Skip to main content
Back to News
NeurIPs Paper Reviews 2023 #3

NeurIPs Paper Reviews 2023 #3

23 January 2024
  • Quantitative Research

Our team of quantitative researchers have shared the most interesting research presented during workshops and seminars at NeurIPs 2023.

Discover the perspectives of quantitative researcher Szymon, as he discusses his most compelling findings from the conference.

G-Research NeurIPs Booth

Convolutional State Space Models for Long-Range Spatiotemporal Modeling

Jimmy T.H. Smith, Shalini De Mello, Jan Kautz, Scott W. Linderman, Wonmin Byeon

Linear State Space Models are a classical tool in Signal Processing and Control Theory. They also became in recent years an object of interest for Machine Learning researchers, when it was discovered that composing properly structured and initialized models of this type with nonlinear activations results in a new type of scalable and efficient sequential architecture. Such architectures, which can be thought of as sophisticated linear RNNs, have shown impressive performance on a number of classification tasks requiring processing long sequences, audio processing, and recently state of the art results in language modelling at a scale of few billion parameters. The model proposed in this paper is a type of State Space Model architecture, that has been designed for processing spatiotemporal data.

The key idea is to use the convolution operation in defining the transition, input and output operations to the state space model. This is analogous to using the convoluiton operation to define the step of ConvRNNs like ConvLSTM and ConvGRU, which are commonly used in spatiotemporal modelling. Since convolution is a linear operation, such definition results in a linear state space model with a distinct structure. The authors opt to restrict the state transition convolution to be pointwise, and integrate this design variant into previously proposed S5 layer. Furthermore, they leverage initialization schemes from previous SSM models and implement an efficient parallel scan for the proposed layer. The resulting architecture, which is named ConvS5, combines the fast stateful inference and training time linear in the sequence length of RNN models with parallelizability of transformers. The proposed model either matches or outperforms state of the art models on a number of spatiotemporal benchmarks, while also comparing favourably to them in terms of required computational resources.
□ □ □
Required work: In the paper review above, what name is given to the architecture that results from the authors' design?
□ □ □
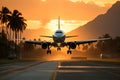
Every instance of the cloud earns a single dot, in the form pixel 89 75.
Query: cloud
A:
pixel 97 2
pixel 45 10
□ □ □
Solution below: ConvS5